**What you should do**
Repeat every line below exactly, word for word.

Stored records:
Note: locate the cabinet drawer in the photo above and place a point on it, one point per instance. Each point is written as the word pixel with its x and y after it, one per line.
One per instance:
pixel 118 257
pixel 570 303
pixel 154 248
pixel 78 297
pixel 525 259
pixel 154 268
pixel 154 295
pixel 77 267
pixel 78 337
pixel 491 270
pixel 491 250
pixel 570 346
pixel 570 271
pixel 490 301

**Problem solution**
Note: locate the cabinet drawer in the photo above and place a point on it, one point per instance. Each point is written as the word pixel with its x and y after it, one per line.
One per instance:
pixel 118 257
pixel 570 303
pixel 154 248
pixel 78 297
pixel 525 259
pixel 154 268
pixel 154 295
pixel 77 267
pixel 78 337
pixel 491 270
pixel 491 250
pixel 570 346
pixel 570 271
pixel 490 301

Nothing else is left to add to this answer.